TEXT EXTRACT
[Coco] Tutorial on Telnet/inetd on Coco3 DW4 (is there one?)

Bob Devries devries.bob at gmail.com
Thu Oct 11 21:30:04 EDT 2012


Hehe, yeah, I wasn't thinking...

I guess what we need is a realiable way to add a file to an existing .DSK or 
.VHD file. Not sure if wimgtool.exe will fill the bill, or what you'd use on 
Linux.

I'll do some playing....

Regards, Bob Devries
Dalby, QLD, Australia

----- Original Message ----- 
From: "Gene Heskett" <gheskett at wdtv.com>
To: <coco at maltedmedia.com>
Sent: Friday, October 12, 2012 11:23 AM
Subject: Re: [Coco] Tutorial on Telnet/inetd on Coco3 DW4 (is there one?)


> On Thursday 11 October 2012 20:42:11 Bob Devries did opine:
>
>> Good for you, Gene. happy to listen to your educated ramblings any day
>> :)
>>
>> Tell me, I think I should be able to run RZ over the telnet session?

(Saved data entries)
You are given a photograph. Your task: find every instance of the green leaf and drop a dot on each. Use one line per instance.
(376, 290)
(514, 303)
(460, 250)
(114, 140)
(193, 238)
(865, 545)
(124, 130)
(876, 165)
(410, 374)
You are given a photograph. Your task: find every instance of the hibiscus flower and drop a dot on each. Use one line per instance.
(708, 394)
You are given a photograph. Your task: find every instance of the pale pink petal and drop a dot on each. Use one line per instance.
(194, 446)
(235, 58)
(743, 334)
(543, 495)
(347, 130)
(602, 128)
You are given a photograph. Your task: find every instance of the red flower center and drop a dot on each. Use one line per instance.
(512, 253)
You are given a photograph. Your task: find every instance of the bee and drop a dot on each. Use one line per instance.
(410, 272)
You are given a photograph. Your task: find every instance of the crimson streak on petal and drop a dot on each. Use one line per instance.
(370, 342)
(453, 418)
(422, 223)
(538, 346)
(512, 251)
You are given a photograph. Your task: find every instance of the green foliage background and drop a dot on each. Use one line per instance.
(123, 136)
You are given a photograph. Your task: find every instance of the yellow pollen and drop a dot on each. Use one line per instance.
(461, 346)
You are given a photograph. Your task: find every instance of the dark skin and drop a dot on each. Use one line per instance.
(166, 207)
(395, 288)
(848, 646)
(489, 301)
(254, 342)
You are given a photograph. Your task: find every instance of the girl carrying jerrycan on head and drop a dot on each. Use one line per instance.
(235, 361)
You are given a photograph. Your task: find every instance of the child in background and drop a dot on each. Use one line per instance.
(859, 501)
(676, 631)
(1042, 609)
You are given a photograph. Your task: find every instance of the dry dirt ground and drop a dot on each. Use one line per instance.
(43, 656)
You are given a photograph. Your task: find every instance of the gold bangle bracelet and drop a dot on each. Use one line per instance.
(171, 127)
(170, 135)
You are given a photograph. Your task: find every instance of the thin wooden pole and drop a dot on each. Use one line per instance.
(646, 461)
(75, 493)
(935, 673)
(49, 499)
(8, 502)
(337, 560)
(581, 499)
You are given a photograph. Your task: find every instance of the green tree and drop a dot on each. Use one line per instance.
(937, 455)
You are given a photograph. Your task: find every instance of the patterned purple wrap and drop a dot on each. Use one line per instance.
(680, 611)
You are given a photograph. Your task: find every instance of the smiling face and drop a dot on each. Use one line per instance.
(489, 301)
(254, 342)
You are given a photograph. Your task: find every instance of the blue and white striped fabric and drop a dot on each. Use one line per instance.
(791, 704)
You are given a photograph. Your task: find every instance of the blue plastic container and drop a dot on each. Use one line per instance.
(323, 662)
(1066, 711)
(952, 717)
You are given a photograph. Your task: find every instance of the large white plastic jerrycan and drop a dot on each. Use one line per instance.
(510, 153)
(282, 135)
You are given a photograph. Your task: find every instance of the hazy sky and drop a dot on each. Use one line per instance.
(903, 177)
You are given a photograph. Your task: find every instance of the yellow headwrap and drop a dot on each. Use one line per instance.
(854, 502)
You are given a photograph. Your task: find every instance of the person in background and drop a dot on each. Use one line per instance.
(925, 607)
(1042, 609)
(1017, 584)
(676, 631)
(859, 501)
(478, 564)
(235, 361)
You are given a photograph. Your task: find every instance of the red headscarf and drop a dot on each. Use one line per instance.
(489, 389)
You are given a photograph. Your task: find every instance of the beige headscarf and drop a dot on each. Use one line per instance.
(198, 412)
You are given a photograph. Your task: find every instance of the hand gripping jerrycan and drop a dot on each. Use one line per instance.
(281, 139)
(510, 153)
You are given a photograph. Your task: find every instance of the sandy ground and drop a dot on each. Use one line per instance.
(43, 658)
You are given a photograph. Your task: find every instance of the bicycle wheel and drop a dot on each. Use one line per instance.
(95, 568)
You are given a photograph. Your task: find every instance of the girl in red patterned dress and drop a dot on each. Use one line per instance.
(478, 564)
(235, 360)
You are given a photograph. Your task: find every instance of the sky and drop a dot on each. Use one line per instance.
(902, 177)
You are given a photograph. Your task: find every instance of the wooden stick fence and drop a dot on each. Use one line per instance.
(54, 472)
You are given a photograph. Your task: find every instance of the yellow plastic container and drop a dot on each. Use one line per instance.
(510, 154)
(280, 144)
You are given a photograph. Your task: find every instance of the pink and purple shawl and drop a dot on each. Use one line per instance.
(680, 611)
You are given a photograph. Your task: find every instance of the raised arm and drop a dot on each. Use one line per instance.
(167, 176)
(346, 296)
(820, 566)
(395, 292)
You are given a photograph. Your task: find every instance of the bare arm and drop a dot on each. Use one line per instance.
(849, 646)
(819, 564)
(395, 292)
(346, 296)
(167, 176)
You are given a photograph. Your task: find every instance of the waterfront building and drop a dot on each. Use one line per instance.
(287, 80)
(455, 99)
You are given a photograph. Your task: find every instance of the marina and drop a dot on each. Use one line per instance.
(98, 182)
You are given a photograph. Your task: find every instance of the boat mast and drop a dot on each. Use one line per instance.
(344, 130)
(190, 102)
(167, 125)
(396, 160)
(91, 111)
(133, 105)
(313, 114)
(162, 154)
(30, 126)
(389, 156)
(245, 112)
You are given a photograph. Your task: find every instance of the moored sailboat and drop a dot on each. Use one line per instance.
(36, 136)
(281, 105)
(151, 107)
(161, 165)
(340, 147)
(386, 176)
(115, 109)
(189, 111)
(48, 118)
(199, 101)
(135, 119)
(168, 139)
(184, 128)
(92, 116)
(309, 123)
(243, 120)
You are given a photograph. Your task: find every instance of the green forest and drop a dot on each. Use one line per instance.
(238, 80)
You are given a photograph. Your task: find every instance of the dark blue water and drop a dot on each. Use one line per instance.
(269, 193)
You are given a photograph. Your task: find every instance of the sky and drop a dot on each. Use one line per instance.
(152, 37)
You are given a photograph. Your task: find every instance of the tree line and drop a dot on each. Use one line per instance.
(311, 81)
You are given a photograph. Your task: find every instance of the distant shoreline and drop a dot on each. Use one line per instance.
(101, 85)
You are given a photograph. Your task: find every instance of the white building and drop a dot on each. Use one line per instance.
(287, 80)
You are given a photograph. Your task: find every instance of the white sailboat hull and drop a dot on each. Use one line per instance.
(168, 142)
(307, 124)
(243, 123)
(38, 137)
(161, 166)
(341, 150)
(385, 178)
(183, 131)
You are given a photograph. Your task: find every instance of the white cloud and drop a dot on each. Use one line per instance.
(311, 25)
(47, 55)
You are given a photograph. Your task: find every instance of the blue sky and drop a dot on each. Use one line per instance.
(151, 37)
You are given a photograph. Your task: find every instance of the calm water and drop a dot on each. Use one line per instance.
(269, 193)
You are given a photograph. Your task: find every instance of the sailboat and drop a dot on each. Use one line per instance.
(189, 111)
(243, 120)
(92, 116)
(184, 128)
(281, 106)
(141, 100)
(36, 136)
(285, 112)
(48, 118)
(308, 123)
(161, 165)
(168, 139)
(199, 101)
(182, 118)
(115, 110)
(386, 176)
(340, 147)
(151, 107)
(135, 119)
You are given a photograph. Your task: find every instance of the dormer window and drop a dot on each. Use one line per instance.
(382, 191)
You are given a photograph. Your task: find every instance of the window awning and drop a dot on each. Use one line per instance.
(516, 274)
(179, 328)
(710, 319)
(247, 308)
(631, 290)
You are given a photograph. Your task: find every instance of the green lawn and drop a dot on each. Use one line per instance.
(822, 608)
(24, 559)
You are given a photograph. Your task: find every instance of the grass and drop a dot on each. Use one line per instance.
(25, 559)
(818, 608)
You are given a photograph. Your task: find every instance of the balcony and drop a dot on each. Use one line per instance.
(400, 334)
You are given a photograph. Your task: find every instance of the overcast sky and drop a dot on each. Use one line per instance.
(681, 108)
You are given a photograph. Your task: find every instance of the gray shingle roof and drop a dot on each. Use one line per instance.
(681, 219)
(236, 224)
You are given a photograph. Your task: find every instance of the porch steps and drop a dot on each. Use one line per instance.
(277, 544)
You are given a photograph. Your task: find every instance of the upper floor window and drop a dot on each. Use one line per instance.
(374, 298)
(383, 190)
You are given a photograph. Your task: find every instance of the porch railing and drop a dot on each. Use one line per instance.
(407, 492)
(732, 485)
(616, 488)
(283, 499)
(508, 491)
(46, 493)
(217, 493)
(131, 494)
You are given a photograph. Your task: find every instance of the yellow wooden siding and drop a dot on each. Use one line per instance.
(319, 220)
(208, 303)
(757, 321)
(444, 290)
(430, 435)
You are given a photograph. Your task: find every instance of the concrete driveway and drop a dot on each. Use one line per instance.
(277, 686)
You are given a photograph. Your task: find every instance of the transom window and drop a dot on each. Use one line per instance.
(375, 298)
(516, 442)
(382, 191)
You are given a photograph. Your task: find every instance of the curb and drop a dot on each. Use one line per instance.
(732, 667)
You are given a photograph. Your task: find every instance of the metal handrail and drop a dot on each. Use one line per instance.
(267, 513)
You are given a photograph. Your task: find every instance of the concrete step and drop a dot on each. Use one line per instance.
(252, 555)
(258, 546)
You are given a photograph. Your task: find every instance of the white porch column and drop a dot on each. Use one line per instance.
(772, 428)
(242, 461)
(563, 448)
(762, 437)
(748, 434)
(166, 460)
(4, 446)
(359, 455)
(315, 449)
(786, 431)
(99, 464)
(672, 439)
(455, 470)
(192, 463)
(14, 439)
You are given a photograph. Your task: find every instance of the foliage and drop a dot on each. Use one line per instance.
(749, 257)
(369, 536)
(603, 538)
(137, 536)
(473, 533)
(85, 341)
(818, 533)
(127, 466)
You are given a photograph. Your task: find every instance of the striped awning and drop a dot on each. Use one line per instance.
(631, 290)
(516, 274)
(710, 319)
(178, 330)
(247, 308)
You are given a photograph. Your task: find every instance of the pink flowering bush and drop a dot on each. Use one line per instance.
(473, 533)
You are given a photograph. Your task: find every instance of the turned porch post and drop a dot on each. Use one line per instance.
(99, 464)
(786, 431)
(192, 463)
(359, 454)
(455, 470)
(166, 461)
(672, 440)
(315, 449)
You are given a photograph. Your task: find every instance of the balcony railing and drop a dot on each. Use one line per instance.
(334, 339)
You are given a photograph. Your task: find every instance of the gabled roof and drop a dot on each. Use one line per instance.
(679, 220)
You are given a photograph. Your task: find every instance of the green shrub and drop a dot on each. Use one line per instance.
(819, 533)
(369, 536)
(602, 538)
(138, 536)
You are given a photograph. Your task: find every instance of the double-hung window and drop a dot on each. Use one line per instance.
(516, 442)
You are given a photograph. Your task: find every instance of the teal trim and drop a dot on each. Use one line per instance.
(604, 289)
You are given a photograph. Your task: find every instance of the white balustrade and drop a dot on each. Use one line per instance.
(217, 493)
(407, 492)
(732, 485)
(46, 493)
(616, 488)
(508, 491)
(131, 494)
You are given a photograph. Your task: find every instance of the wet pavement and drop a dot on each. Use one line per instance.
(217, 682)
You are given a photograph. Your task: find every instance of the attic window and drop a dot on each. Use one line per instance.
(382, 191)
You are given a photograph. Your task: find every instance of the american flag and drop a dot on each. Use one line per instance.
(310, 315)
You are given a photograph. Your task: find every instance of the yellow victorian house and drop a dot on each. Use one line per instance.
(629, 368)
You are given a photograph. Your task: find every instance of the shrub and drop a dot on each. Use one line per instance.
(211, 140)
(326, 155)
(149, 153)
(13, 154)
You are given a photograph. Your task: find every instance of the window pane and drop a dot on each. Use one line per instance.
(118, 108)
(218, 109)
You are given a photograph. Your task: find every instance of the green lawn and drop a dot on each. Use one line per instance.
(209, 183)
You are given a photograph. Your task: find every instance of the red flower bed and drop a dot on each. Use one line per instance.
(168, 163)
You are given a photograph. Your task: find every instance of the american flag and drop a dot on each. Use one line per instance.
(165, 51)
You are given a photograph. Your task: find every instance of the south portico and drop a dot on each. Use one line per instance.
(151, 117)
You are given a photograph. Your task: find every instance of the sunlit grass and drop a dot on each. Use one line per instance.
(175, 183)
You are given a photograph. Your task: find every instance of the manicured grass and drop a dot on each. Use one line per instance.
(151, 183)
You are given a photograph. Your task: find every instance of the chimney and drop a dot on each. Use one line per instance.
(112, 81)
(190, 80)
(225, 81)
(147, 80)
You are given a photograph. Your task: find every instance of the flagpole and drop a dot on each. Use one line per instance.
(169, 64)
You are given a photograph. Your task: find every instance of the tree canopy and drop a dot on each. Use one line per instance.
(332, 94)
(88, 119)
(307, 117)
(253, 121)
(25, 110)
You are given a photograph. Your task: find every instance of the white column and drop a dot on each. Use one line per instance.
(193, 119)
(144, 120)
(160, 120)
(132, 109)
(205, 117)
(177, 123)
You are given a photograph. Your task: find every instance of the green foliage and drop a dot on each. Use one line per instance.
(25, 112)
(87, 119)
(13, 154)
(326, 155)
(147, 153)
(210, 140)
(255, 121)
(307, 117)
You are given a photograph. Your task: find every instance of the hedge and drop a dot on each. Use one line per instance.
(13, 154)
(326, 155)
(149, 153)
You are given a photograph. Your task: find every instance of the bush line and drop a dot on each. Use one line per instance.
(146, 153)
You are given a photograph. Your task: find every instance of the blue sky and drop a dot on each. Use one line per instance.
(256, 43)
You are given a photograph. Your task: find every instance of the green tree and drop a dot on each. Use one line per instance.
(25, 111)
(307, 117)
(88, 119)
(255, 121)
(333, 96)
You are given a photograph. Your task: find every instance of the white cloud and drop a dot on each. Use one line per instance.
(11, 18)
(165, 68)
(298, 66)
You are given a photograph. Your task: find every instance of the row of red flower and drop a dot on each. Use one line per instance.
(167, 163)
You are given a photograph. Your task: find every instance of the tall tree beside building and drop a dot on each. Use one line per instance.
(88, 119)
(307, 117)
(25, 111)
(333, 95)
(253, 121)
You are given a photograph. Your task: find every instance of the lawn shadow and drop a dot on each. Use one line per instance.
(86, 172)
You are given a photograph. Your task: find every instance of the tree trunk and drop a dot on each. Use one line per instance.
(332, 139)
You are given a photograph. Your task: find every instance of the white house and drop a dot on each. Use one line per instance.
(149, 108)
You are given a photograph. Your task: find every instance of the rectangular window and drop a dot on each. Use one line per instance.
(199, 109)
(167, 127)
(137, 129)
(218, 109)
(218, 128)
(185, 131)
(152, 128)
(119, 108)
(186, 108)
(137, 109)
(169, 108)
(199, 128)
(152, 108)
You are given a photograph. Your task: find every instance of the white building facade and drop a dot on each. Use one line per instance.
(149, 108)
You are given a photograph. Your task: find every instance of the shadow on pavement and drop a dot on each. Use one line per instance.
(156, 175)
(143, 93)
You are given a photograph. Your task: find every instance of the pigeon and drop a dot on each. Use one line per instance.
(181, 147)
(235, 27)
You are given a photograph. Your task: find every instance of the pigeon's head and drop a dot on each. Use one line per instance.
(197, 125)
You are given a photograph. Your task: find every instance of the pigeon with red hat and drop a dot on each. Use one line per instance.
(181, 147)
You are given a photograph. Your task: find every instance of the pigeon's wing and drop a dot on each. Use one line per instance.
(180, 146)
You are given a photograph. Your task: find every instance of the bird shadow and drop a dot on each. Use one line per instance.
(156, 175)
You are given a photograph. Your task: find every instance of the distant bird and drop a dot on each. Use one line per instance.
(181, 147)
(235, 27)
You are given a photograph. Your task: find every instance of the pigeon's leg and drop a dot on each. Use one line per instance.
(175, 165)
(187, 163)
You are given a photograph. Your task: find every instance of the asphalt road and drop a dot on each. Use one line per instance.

PROBLEM REQUIREMENTS
Copy the mailing list post word for word from "Bob Devries devries.bob" to "do some playing....". The listing is separate material and not part of the mailing list post.

SOLVED EXERCISE
Bob Devries devries.bob at gmail.com
Thu Oct 11 21:30:04 EDT 2012


Hehe, yeah, I wasn't thinking...

I guess what we need is a realiable way to add a file to an existing .DSK or 
.VHD file. Not sure if wimgtool.exe will fill the bill, or what you'd use on 
Linux.

I'll do some playing....